Your instructions — Could you copy, word for word, only the lines from the one containing "For every instance of the khaki" through the last line of the records below, both included?

** Start **

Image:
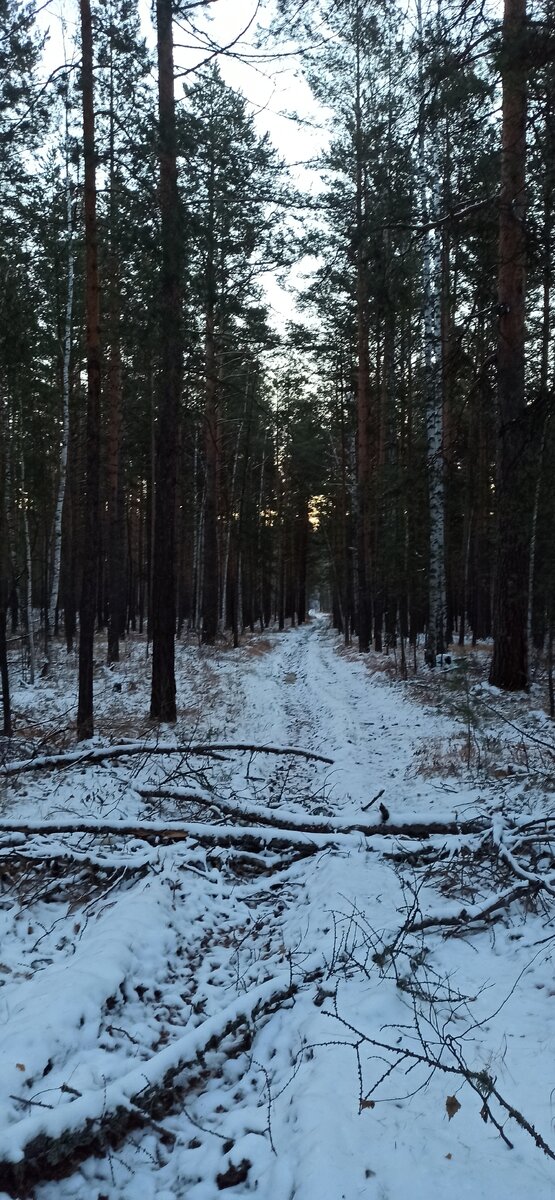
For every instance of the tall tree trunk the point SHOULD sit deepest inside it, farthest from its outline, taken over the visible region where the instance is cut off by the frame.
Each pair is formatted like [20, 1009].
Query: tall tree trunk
[65, 400]
[115, 532]
[363, 373]
[210, 587]
[162, 699]
[91, 498]
[509, 658]
[430, 204]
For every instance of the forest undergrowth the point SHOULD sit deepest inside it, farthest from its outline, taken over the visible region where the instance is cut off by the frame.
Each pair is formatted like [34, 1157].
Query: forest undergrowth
[323, 898]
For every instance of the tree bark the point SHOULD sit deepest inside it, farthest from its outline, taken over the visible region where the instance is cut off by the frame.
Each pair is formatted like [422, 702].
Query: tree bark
[91, 498]
[162, 700]
[509, 658]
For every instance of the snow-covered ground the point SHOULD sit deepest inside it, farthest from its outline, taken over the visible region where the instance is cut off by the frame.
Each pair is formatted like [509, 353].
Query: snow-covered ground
[130, 959]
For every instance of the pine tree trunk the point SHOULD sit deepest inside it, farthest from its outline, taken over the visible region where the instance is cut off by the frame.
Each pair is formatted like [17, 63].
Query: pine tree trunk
[509, 658]
[91, 501]
[363, 387]
[210, 559]
[430, 187]
[162, 700]
[65, 403]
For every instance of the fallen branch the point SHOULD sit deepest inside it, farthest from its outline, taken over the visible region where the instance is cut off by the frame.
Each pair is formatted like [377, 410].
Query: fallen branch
[479, 1080]
[99, 754]
[298, 821]
[473, 915]
[49, 1145]
[310, 834]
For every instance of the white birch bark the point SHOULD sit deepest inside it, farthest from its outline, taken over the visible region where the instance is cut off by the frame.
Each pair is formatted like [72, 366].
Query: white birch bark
[65, 409]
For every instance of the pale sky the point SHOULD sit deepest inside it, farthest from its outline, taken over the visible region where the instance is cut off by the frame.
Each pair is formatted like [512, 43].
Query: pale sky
[273, 91]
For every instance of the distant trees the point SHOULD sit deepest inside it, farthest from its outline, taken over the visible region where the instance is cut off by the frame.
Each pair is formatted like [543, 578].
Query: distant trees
[407, 419]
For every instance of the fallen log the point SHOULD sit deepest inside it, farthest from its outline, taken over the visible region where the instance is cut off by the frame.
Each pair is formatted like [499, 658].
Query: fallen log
[311, 833]
[472, 915]
[99, 754]
[300, 821]
[51, 1144]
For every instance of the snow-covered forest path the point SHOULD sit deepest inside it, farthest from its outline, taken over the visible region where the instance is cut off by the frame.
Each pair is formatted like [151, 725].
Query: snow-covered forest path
[237, 993]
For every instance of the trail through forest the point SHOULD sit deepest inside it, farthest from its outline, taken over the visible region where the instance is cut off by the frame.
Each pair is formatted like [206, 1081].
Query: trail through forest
[220, 970]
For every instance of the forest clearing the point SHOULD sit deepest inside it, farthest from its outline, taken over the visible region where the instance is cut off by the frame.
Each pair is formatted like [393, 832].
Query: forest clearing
[314, 973]
[276, 599]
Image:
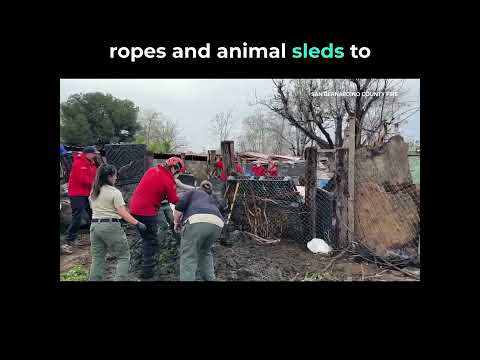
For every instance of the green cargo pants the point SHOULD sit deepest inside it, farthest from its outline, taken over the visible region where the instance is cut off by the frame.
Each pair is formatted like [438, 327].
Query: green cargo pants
[196, 251]
[108, 236]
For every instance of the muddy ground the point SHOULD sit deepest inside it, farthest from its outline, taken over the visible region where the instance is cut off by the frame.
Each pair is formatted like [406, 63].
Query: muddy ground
[246, 260]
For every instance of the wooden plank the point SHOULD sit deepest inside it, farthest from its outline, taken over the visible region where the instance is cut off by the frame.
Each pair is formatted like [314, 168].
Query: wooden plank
[311, 186]
[351, 179]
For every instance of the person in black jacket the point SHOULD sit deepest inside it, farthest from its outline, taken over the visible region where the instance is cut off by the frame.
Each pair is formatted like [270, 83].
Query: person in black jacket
[202, 219]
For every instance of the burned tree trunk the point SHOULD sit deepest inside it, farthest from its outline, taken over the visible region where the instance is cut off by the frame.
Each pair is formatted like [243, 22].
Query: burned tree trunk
[211, 161]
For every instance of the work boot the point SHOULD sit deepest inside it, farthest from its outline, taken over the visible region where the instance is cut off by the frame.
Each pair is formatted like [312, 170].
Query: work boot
[146, 275]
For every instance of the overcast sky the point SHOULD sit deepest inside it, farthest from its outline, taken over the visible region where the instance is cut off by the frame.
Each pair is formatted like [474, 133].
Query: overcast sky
[192, 103]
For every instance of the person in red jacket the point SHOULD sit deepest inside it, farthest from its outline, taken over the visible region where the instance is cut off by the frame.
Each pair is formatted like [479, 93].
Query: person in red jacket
[272, 168]
[218, 167]
[156, 185]
[80, 184]
[258, 169]
[223, 176]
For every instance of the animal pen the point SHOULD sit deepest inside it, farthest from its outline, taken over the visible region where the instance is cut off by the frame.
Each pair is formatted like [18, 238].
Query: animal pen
[369, 209]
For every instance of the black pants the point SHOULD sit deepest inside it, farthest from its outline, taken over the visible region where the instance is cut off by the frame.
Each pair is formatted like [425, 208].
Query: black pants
[79, 204]
[150, 244]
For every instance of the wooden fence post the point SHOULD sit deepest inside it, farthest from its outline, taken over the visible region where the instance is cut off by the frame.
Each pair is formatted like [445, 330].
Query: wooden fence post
[311, 186]
[212, 154]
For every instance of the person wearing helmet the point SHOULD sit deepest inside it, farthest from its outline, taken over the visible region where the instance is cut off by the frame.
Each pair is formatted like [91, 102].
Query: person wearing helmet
[156, 185]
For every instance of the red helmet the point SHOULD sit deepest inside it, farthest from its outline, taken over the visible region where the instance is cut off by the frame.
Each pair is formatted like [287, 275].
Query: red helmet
[176, 163]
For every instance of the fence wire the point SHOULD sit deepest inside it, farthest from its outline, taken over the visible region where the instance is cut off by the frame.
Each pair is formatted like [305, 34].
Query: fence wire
[274, 208]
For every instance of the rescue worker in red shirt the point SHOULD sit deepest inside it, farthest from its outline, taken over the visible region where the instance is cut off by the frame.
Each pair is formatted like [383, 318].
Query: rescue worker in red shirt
[80, 182]
[258, 169]
[218, 167]
[157, 184]
[272, 168]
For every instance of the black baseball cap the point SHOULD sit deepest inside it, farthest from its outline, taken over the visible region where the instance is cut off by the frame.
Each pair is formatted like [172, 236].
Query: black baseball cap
[90, 150]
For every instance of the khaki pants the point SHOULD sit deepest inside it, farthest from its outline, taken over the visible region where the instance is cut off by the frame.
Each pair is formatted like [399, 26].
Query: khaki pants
[108, 236]
[196, 251]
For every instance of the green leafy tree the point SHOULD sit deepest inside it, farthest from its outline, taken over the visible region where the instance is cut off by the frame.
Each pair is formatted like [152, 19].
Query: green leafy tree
[159, 133]
[97, 118]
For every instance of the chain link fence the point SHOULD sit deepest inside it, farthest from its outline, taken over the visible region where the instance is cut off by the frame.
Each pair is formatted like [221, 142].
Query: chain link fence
[273, 208]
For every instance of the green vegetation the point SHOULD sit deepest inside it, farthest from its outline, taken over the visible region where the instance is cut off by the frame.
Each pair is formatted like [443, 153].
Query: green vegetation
[76, 273]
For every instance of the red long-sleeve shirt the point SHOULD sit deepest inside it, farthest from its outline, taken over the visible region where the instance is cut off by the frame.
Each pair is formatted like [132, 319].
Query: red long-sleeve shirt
[258, 170]
[156, 184]
[223, 176]
[82, 176]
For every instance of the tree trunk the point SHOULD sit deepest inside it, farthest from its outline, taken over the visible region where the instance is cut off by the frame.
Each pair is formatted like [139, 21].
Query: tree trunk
[311, 187]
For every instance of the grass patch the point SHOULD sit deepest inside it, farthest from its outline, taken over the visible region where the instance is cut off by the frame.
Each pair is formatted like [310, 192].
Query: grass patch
[76, 273]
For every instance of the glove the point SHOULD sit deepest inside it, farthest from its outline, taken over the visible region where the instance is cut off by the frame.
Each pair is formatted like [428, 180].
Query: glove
[177, 228]
[141, 226]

** End **

The answer —
For every instance of the khaki pants the point SHOULD sit deepest inside it, farthest from its outline, taken over the visible region where the instance is cut off by the frame.
Each pair is formatted like [399, 26].
Query: khaki pants
[108, 236]
[196, 251]
For every instance of the green leafy tree the point SHOULD sit deepest inside it, farthest from its outline, taken over the visible region where the instance is cut off by the frame.
Each pair is formatted like [152, 19].
Query: green leafy tree
[159, 133]
[97, 118]
For every instance of the chain link fence the point SHOULD sit deepest inside it, farthest from its outline, taken over the visible region where the instance is cut off by the frame.
Each pair is formatted like [221, 142].
Query: chain link fence
[273, 208]
For every instance of the green vegetation the point SHOULD sit deepest inside it, farthest from its outline, taken over the visible region where the instance is cut off by the frame.
Each pair is formatted like [443, 153].
Query: green vegetation
[76, 273]
For every instance of the red long-sleeve shirt the point SHOULD sit deepest inside it, farthest from its outline, taken over the visible region where the instance is cut off by the frame.
Each pair is formatted like [132, 319].
Query: red long-sleeve shirt
[258, 170]
[156, 184]
[223, 176]
[82, 176]
For every instance of the tree trunk the point SHOULD sit deepest inside it, farthest from its outline, taken over the visible region where the instance is cut off by the frame.
Each pair is formatted like [139, 21].
Query: tree trunk
[311, 187]
For every instance of the grass patch the point SHOULD sit deepest inside it, farthest from its outline, taken over the visible region where the instance is cut off by the frame.
Each pair is formatted like [310, 192].
Query: grass patch
[76, 273]
For every instance of the glove the point SHOULD sit deepest inside it, farthest from its outline, taken over the visible region where the instance is cut off by the frame.
Each pair is formatted like [428, 180].
Query: glove
[177, 228]
[141, 226]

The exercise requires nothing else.